● Ketentuan Latihan: Ubahlah semua baris pada seluruh catatan di bawah ini menjadi daftar JSON berisi string, dengan satu string untuk setiap baris dan tanpa baris kosong. Gambar tidak perlu disertakan dalam jawaban.

------ Bahan yang Disediakan ------

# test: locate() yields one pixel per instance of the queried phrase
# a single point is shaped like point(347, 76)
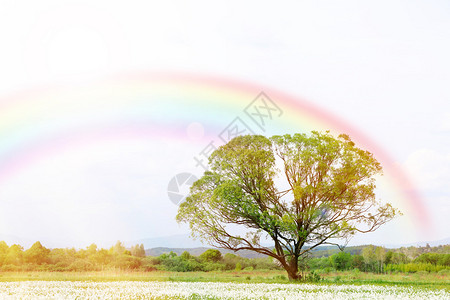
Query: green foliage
point(341, 261)
point(211, 255)
point(330, 195)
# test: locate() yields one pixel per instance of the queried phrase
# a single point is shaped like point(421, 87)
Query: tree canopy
point(298, 190)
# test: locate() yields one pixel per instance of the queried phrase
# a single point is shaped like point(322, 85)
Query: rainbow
point(37, 124)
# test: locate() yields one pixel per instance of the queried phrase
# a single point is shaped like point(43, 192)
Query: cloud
point(429, 169)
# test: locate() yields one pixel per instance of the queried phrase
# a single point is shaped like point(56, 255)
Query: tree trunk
point(293, 275)
point(292, 270)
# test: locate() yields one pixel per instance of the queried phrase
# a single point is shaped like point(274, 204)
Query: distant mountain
point(172, 241)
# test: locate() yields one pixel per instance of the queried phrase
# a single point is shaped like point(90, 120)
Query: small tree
point(323, 190)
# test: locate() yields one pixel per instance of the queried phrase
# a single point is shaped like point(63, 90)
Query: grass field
point(419, 280)
point(208, 290)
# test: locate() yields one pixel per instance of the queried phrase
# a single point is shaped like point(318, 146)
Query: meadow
point(255, 284)
point(210, 290)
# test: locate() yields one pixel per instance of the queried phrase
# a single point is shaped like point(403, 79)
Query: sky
point(382, 66)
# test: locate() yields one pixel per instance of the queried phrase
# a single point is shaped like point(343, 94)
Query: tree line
point(364, 258)
point(380, 260)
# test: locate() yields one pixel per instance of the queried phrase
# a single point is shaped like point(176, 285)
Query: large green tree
point(299, 190)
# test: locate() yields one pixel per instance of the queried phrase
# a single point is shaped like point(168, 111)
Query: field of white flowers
point(206, 290)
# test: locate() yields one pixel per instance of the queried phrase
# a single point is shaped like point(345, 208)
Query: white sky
point(382, 65)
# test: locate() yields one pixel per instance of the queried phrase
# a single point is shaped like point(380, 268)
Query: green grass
point(421, 280)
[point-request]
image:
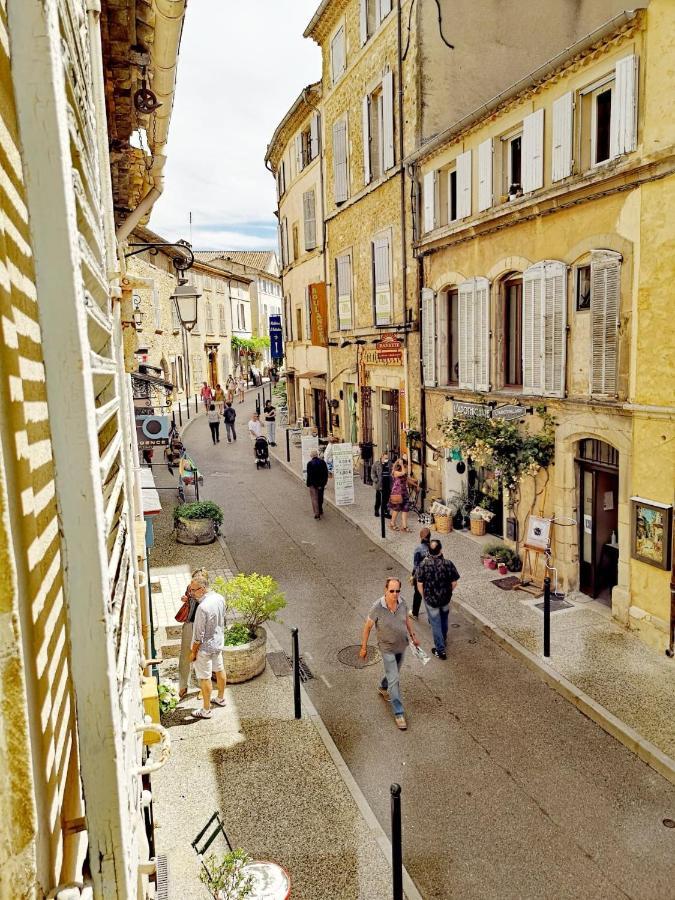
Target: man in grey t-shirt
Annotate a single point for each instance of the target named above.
(389, 615)
(208, 640)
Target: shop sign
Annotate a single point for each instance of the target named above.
(389, 347)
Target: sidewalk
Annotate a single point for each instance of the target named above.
(607, 672)
(283, 791)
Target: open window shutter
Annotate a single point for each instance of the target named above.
(623, 124)
(382, 279)
(481, 340)
(561, 158)
(533, 151)
(388, 119)
(555, 328)
(429, 337)
(314, 136)
(464, 185)
(532, 336)
(429, 192)
(340, 160)
(466, 334)
(485, 175)
(367, 175)
(605, 298)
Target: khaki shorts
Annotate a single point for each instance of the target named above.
(206, 664)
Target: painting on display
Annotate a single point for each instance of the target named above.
(651, 529)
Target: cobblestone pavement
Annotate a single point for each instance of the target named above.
(508, 791)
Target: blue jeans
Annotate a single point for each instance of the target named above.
(391, 681)
(438, 619)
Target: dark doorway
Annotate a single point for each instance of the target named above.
(598, 528)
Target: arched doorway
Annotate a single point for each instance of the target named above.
(598, 465)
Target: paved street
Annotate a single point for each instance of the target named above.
(508, 791)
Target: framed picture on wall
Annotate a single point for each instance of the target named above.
(651, 532)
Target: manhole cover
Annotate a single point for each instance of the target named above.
(349, 656)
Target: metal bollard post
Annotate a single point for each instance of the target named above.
(547, 616)
(396, 843)
(296, 674)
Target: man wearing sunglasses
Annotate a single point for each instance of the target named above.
(393, 627)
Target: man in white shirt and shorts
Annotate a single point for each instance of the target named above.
(208, 640)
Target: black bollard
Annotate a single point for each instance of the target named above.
(396, 843)
(296, 674)
(547, 616)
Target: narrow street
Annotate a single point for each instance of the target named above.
(507, 788)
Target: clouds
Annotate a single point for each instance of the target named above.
(241, 66)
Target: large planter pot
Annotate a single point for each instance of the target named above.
(195, 531)
(245, 661)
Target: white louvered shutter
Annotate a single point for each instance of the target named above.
(554, 328)
(466, 334)
(429, 192)
(309, 211)
(623, 124)
(314, 144)
(365, 118)
(464, 185)
(532, 320)
(563, 123)
(481, 339)
(340, 160)
(429, 337)
(388, 119)
(605, 301)
(485, 175)
(382, 279)
(533, 151)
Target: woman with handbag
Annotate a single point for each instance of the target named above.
(398, 498)
(186, 616)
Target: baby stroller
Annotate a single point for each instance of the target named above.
(262, 453)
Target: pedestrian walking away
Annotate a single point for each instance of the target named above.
(213, 418)
(393, 628)
(420, 553)
(271, 422)
(437, 578)
(208, 641)
(382, 483)
(230, 416)
(317, 478)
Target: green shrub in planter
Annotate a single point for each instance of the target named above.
(202, 509)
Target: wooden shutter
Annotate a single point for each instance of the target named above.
(429, 197)
(563, 123)
(466, 334)
(382, 280)
(365, 118)
(554, 328)
(429, 337)
(485, 175)
(605, 301)
(464, 185)
(481, 340)
(340, 160)
(623, 124)
(343, 277)
(533, 151)
(309, 211)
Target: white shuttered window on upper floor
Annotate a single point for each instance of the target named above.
(605, 302)
(474, 334)
(545, 328)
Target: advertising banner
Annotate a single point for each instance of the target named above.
(343, 474)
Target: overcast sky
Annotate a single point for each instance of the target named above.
(242, 64)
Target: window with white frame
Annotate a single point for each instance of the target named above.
(343, 290)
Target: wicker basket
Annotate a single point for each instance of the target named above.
(443, 524)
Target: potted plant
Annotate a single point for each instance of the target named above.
(255, 599)
(198, 522)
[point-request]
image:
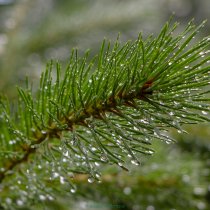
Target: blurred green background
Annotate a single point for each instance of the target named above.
(32, 32)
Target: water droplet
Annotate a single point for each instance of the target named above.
(55, 175)
(8, 200)
(104, 158)
(42, 197)
(97, 164)
(171, 113)
(93, 149)
(20, 202)
(44, 132)
(66, 153)
(127, 190)
(62, 180)
(204, 112)
(120, 164)
(150, 152)
(135, 162)
(91, 179)
(73, 190)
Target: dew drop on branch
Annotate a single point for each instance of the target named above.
(91, 179)
(135, 162)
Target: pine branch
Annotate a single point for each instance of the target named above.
(102, 111)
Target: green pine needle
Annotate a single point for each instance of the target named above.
(104, 110)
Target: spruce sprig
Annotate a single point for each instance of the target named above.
(103, 110)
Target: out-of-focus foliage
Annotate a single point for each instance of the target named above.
(31, 32)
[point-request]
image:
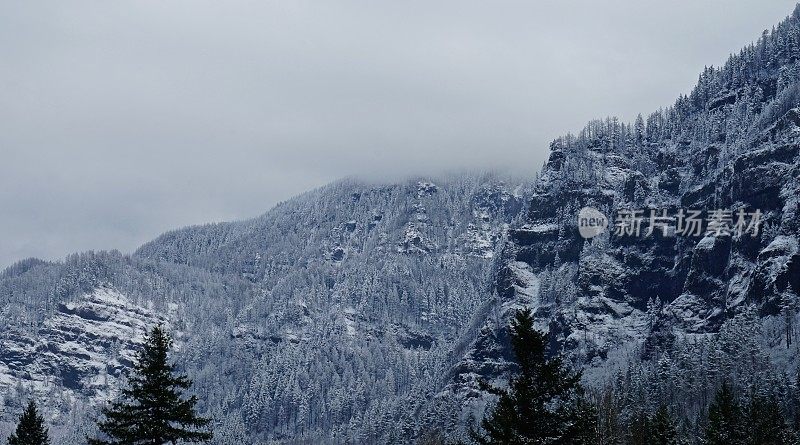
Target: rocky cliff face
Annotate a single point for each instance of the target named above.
(731, 145)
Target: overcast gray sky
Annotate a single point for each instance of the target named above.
(120, 120)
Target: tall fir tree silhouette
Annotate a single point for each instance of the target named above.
(724, 419)
(31, 429)
(152, 409)
(544, 401)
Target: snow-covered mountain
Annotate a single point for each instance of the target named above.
(664, 319)
(366, 313)
(333, 315)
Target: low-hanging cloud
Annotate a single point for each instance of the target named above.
(119, 120)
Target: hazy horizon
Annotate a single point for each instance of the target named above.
(122, 121)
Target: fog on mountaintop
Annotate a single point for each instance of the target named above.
(122, 120)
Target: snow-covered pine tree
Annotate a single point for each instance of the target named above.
(30, 429)
(544, 400)
(152, 409)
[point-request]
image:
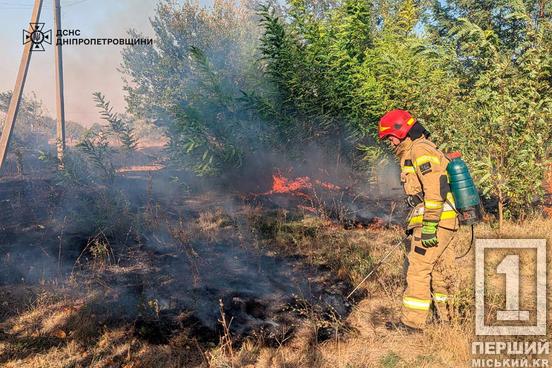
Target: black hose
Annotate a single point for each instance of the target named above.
(471, 244)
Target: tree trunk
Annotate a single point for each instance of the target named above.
(500, 210)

------

● Hasil Latihan:
[
  "# test: locate() yields one pixel per instance of the queried phrase",
  "# a single point is shaped like point(347, 76)",
  "Query: green foliage",
  "point(341, 261)",
  "point(211, 255)",
  "point(330, 195)",
  "# test: locate() yields one pixel per instance of the queried phrase",
  "# a single point is shaped like point(421, 87)",
  "Query: tree canopy",
  "point(298, 190)",
  "# test: locate() yields one pixel per instance of the queried phrase",
  "# a single point is shaped like point(322, 85)",
  "Query: rainbow",
  "point(37, 124)",
  "# test: locate() yields one pixel per instance of the queried phrase",
  "# a single point is shaped like point(43, 192)",
  "Query: cloud",
  "point(429, 169)",
  "# test: locate() yields one pixel per instance of the queried phrase",
  "# a single point is shaped like point(56, 255)",
  "Query: tree trunk",
  "point(293, 275)",
  "point(292, 270)",
  "# test: locate() yields one pixel per instance of the queried phrase",
  "# a single point is shaped like point(274, 204)",
  "Query: distant mountain",
  "point(172, 241)",
  "# test: locate() yields one pixel per instance of the queried phrase",
  "# a single point is shaped like point(90, 120)",
  "Query: small tree",
  "point(323, 190)",
  "# test: locate() yields one pixel per instance of the queried phrase",
  "# a single point is shaped like point(63, 90)",
  "Query: grass field",
  "point(419, 280)",
  "point(208, 290)",
  "# test: locate() yields one pixel per instance of the queried phrase",
  "# a single point is shaped like point(318, 146)",
  "Query: meadow",
  "point(255, 284)",
  "point(210, 290)",
  "# test: locate() yields one pixel per instance of the queried phrase",
  "# a single point is shaped like point(403, 79)",
  "Query: sky",
  "point(382, 66)",
  "# test: locate() yields one pixel per instance of the queried phrase",
  "# a single point is shaped like point(343, 94)",
  "Query: tree line",
  "point(364, 258)",
  "point(380, 260)",
  "# test: locate() yields one pixel per instance of the queried phrase",
  "# a single point is shaped like point(176, 285)",
  "Query: large green tree",
  "point(299, 190)",
  "# test: locate() yields one pixel per instance of the queried phrase",
  "# a single point is shaped like point(168, 111)",
  "Query: field of white flowers",
  "point(206, 290)",
  "# test: locate() yields one pixel per instance of the queried phrase",
  "# a single point is shaped like point(345, 208)",
  "Query: white sky",
  "point(382, 65)",
  "# test: locate() yields one pixel per instance of the queried phrase",
  "# a single point is shaped like point(380, 268)",
  "Query: green grass",
  "point(421, 280)",
  "[point-request]",
  "image:",
  "Target: man in grey t-shirt",
  "Annotate a single point for each instance of the target named above.",
  "(389, 615)",
  "(208, 640)",
  "Target: shop sign",
  "Annotate a single point for each instance of the target named above.",
  "(389, 347)",
  "Target: sidewalk",
  "Annotate a single point for each instance of the target named above.",
  "(607, 672)",
  "(283, 791)",
  "Target: open window shutter",
  "Annotate a single point for each instance of the target named above.",
  "(623, 124)",
  "(382, 279)",
  "(481, 340)",
  "(561, 158)",
  "(533, 151)",
  "(388, 119)",
  "(555, 328)",
  "(429, 337)",
  "(314, 136)",
  "(464, 185)",
  "(532, 336)",
  "(429, 192)",
  "(340, 160)",
  "(466, 334)",
  "(485, 175)",
  "(367, 175)",
  "(605, 298)",
  "Target: khaki shorts",
  "Annotate a single point for each instance of the target named above.",
  "(206, 664)",
  "Target: painting on display",
  "Annotate a single point for each instance of the target named above.",
  "(651, 529)",
  "Target: cobblestone pavement",
  "Annotate a single point for each instance of the target named above.",
  "(508, 791)",
  "Target: blue jeans",
  "Annotate a single point for each instance of the target named above.",
  "(391, 681)",
  "(438, 619)",
  "Target: dark doorway",
  "Annotate a single point for each instance of the target named above.",
  "(598, 528)",
  "Target: arched doorway",
  "Annotate a single point for each instance of the target named above.",
  "(598, 465)",
  "Target: paved street",
  "Annotate a single point for each instance of the target named above.",
  "(508, 791)",
  "Target: framed picture on wall",
  "Annotate a single point for each instance of the target named above.",
  "(651, 532)",
  "Target: manhole cover",
  "Annotate a single point for each instance of the target named above.",
  "(349, 656)",
  "Target: metal bollard post",
  "Annotate a single point for each instance of the target named above.",
  "(547, 616)",
  "(396, 843)",
  "(296, 674)",
  "Target: man wearing sunglasses",
  "Annotate a single point for each instance of the target named above.",
  "(393, 627)",
  "Target: man in white shirt and shorts",
  "Annotate a single point for each instance of the target named above.",
  "(208, 640)",
  "Target: black bollard",
  "Annotate a single point for each instance of the target named above.",
  "(396, 843)",
  "(296, 674)",
  "(547, 616)",
  "Target: narrow street",
  "Annotate a single point for each instance of the target named above.",
  "(507, 788)",
  "Target: clouds",
  "Annotate a single point for each instance of the target named above.",
  "(241, 66)",
  "Target: large planter pot",
  "Annotate a single point for each instance of the target named above.",
  "(195, 531)",
  "(245, 661)",
  "Target: white louvered shutter",
  "Annotate a single point for each instance of the target named above.",
  "(554, 328)",
  "(466, 334)",
  "(429, 192)",
  "(309, 211)",
  "(623, 124)",
  "(314, 144)",
  "(365, 118)",
  "(464, 185)",
  "(532, 320)",
  "(563, 123)",
  "(481, 339)",
  "(340, 160)",
  "(429, 337)",
  "(388, 119)",
  "(605, 301)",
  "(485, 175)",
  "(382, 279)",
  "(533, 151)",
  "Target: woman with handbag",
  "Annotate a single point for each instance of the target named above.",
  "(398, 498)",
  "(186, 616)",
  "Target: baby stroller",
  "Annotate a single point for each instance of the target named above.",
  "(262, 453)",
  "Target: pedestrian walking away",
  "Annotate a single point for each instance of the target named above.",
  "(213, 418)",
  "(393, 628)",
  "(420, 553)",
  "(271, 422)",
  "(437, 578)",
  "(208, 641)",
  "(382, 483)",
  "(230, 416)",
  "(317, 478)",
  "Target: green shrub in planter",
  "Annotate a single point for each instance of the target named above.",
  "(202, 509)",
  "Target: wooden shutter",
  "Annotate a single point for each instance of the target named above.",
  "(429, 197)",
  "(563, 123)",
  "(466, 334)",
  "(382, 280)",
  "(365, 118)",
  "(554, 328)",
  "(429, 337)",
  "(485, 175)",
  "(605, 301)",
  "(464, 185)",
  "(481, 340)",
  "(340, 160)",
  "(623, 124)",
  "(343, 277)",
  "(533, 151)",
  "(309, 211)",
  "Target: white shuttered window on upper floor",
  "Annotate a single point for each instance of the target named above.",
  "(605, 302)",
  "(474, 334)",
  "(545, 328)",
  "Target: advertising banner",
  "Annotate a single point for each instance of the target named above.",
  "(343, 474)",
  "Target: overcast sky",
  "Annotate a single point for each instance of the target named above.",
  "(242, 64)",
  "Target: window with white frame",
  "Annotate a single point for each instance of the target named above.",
  "(343, 290)",
  "Target: wicker basket",
  "Annotate a single point for each instance of the target named above.",
  "(443, 524)",
  "Target: potted plant",
  "Annotate a single point for each instance of the target named above.",
  "(255, 599)",
  "(198, 522)",
  "[point-request]",
  "image:",
  "Target: blurred green background",
  "Annotate a single point for each instance of the target named above.",
  "(32, 32)",
  "Target: water droplet",
  "Annotate a single point for each instance of the target named above.",
  "(55, 175)",
  "(8, 200)",
  "(104, 158)",
  "(42, 197)",
  "(97, 164)",
  "(171, 113)",
  "(93, 149)",
  "(20, 202)",
  "(44, 132)",
  "(66, 153)",
  "(127, 190)",
  "(62, 180)",
  "(204, 112)",
  "(120, 164)",
  "(150, 152)",
  "(135, 162)",
  "(91, 179)",
  "(73, 190)",
  "Target: dew drop on branch",
  "Annotate a single point for each instance of the target named above.",
  "(91, 179)",
  "(135, 162)",
  "Target: pine branch",
  "Annotate a single point for each instance of the target named above.",
  "(102, 111)",
  "Target: green pine needle",
  "Annotate a single point for each instance of the target named above.",
  "(104, 110)",
  "Target: spruce sprig",
  "Annotate a single point for each instance of the target named above.",
  "(103, 110)",
  "Target: out-of-focus foliage",
  "Annotate a single point for each instance of the target named above.",
  "(31, 32)",
  "[point-request]",
  "image:",
  "Target: rocky cliff face",
  "Annotate a single point for each instance of the target named above.",
  "(731, 145)",
  "Target: overcast gray sky",
  "Annotate a single point for each instance of the target named above.",
  "(120, 120)",
  "Target: tall fir tree silhouette",
  "Annotate a single point for each instance of the target named above.",
  "(724, 419)",
  "(31, 429)",
  "(152, 409)",
  "(544, 401)",
  "Target: snow-covered mountain",
  "Annotate a single point for each instance of the target named above.",
  "(664, 319)",
  "(366, 313)",
  "(333, 315)",
  "Target: low-hanging cloud",
  "Annotate a single point for each instance of the target named above.",
  "(119, 120)",
  "Target: hazy horizon",
  "Annotate a single point for each instance of the target named above.",
  "(122, 121)",
  "Target: fog on mountaintop",
  "Annotate a single point for each instance of the target named above.",
  "(122, 120)",
  "Target: snow-covered pine tree",
  "Annotate a single point for each instance of the target named above.",
  "(30, 429)",
  "(544, 400)",
  "(152, 409)",
  "[point-request]",
  "image:",
  "Target: black hose",
  "Annotate a single point for each instance of the target named above.",
  "(471, 244)",
  "Target: tree trunk",
  "Annotate a single point for each instance of the target named above.",
  "(500, 210)"
]